» WORK TO COMPLETE:
Please write each entry out again exactly as shown.

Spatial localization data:

-.-.-

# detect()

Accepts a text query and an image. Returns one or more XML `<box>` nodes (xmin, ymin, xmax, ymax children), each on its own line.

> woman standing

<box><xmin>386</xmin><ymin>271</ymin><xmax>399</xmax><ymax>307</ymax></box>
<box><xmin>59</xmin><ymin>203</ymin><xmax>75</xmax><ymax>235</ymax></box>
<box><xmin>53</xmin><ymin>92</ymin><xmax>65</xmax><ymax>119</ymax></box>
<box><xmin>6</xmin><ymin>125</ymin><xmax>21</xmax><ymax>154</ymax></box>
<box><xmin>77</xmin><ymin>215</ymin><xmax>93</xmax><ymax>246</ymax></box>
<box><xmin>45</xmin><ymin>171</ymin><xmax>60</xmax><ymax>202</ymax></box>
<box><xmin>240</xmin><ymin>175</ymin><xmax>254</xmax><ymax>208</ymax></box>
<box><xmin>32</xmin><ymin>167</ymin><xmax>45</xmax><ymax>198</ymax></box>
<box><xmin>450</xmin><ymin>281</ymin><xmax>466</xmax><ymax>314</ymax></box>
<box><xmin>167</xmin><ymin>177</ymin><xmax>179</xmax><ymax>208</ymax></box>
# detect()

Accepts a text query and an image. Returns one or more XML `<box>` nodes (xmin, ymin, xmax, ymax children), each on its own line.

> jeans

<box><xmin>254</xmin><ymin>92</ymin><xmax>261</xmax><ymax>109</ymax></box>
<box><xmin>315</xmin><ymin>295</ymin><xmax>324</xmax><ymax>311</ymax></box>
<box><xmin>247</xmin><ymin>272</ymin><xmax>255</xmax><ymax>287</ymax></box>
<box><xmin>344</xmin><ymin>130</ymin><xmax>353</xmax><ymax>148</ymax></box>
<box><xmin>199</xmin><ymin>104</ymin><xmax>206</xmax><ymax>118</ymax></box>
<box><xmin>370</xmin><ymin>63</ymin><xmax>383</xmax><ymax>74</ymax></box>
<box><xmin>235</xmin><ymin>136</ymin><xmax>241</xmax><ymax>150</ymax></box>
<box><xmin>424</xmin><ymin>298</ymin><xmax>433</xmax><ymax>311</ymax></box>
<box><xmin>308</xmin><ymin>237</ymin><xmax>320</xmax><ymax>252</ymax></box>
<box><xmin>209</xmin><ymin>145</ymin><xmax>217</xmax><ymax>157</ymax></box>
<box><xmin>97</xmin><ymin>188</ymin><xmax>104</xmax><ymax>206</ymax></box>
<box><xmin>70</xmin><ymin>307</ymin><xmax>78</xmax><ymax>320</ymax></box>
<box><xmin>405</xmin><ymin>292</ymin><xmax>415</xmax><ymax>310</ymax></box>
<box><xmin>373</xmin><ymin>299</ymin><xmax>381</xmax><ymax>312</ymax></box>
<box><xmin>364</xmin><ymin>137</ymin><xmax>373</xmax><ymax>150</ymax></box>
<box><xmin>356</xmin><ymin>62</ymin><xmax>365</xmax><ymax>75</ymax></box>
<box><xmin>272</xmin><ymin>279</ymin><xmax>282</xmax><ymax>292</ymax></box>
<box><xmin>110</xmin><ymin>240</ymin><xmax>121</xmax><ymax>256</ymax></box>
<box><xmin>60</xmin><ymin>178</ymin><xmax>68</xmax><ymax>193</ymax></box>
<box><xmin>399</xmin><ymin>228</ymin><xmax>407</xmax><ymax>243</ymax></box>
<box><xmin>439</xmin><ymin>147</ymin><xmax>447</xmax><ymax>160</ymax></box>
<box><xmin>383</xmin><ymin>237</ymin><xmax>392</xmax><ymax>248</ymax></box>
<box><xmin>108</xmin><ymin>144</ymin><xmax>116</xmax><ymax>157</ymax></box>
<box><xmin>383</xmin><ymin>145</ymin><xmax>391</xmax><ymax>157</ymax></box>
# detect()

-.-.-

» WRITTEN SOLUTION:
# detect()

Accepts a text query and an image. Returns one or more XML `<box>` nodes (xmin, ymin, xmax, ymax children), each on its own line.

> woman standing

<box><xmin>386</xmin><ymin>271</ymin><xmax>399</xmax><ymax>307</ymax></box>
<box><xmin>59</xmin><ymin>203</ymin><xmax>75</xmax><ymax>235</ymax></box>
<box><xmin>53</xmin><ymin>92</ymin><xmax>65</xmax><ymax>119</ymax></box>
<box><xmin>6</xmin><ymin>125</ymin><xmax>21</xmax><ymax>154</ymax></box>
<box><xmin>77</xmin><ymin>215</ymin><xmax>93</xmax><ymax>246</ymax></box>
<box><xmin>45</xmin><ymin>171</ymin><xmax>60</xmax><ymax>202</ymax></box>
<box><xmin>240</xmin><ymin>175</ymin><xmax>254</xmax><ymax>208</ymax></box>
<box><xmin>32</xmin><ymin>167</ymin><xmax>45</xmax><ymax>198</ymax></box>
<box><xmin>450</xmin><ymin>281</ymin><xmax>466</xmax><ymax>314</ymax></box>
<box><xmin>167</xmin><ymin>177</ymin><xmax>179</xmax><ymax>208</ymax></box>
# detect()

Accepts a text query and an image. Returns one or more XML `<box>` nodes (xmin, ymin, xmax, ymax children), each on its own line.

> jeans

<box><xmin>254</xmin><ymin>92</ymin><xmax>261</xmax><ymax>109</ymax></box>
<box><xmin>315</xmin><ymin>295</ymin><xmax>324</xmax><ymax>311</ymax></box>
<box><xmin>247</xmin><ymin>272</ymin><xmax>255</xmax><ymax>287</ymax></box>
<box><xmin>344</xmin><ymin>130</ymin><xmax>353</xmax><ymax>148</ymax></box>
<box><xmin>199</xmin><ymin>104</ymin><xmax>206</xmax><ymax>118</ymax></box>
<box><xmin>370</xmin><ymin>63</ymin><xmax>383</xmax><ymax>74</ymax></box>
<box><xmin>235</xmin><ymin>136</ymin><xmax>241</xmax><ymax>150</ymax></box>
<box><xmin>424</xmin><ymin>298</ymin><xmax>433</xmax><ymax>311</ymax></box>
<box><xmin>308</xmin><ymin>237</ymin><xmax>320</xmax><ymax>252</ymax></box>
<box><xmin>209</xmin><ymin>145</ymin><xmax>217</xmax><ymax>157</ymax></box>
<box><xmin>97</xmin><ymin>188</ymin><xmax>104</xmax><ymax>206</ymax></box>
<box><xmin>70</xmin><ymin>307</ymin><xmax>78</xmax><ymax>320</ymax></box>
<box><xmin>405</xmin><ymin>292</ymin><xmax>415</xmax><ymax>310</ymax></box>
<box><xmin>373</xmin><ymin>299</ymin><xmax>381</xmax><ymax>312</ymax></box>
<box><xmin>364</xmin><ymin>137</ymin><xmax>373</xmax><ymax>150</ymax></box>
<box><xmin>356</xmin><ymin>62</ymin><xmax>365</xmax><ymax>75</ymax></box>
<box><xmin>272</xmin><ymin>279</ymin><xmax>282</xmax><ymax>292</ymax></box>
<box><xmin>110</xmin><ymin>240</ymin><xmax>121</xmax><ymax>256</ymax></box>
<box><xmin>60</xmin><ymin>178</ymin><xmax>68</xmax><ymax>193</ymax></box>
<box><xmin>399</xmin><ymin>228</ymin><xmax>407</xmax><ymax>243</ymax></box>
<box><xmin>439</xmin><ymin>147</ymin><xmax>447</xmax><ymax>160</ymax></box>
<box><xmin>383</xmin><ymin>237</ymin><xmax>392</xmax><ymax>248</ymax></box>
<box><xmin>108</xmin><ymin>144</ymin><xmax>116</xmax><ymax>157</ymax></box>
<box><xmin>383</xmin><ymin>145</ymin><xmax>391</xmax><ymax>157</ymax></box>
# detect()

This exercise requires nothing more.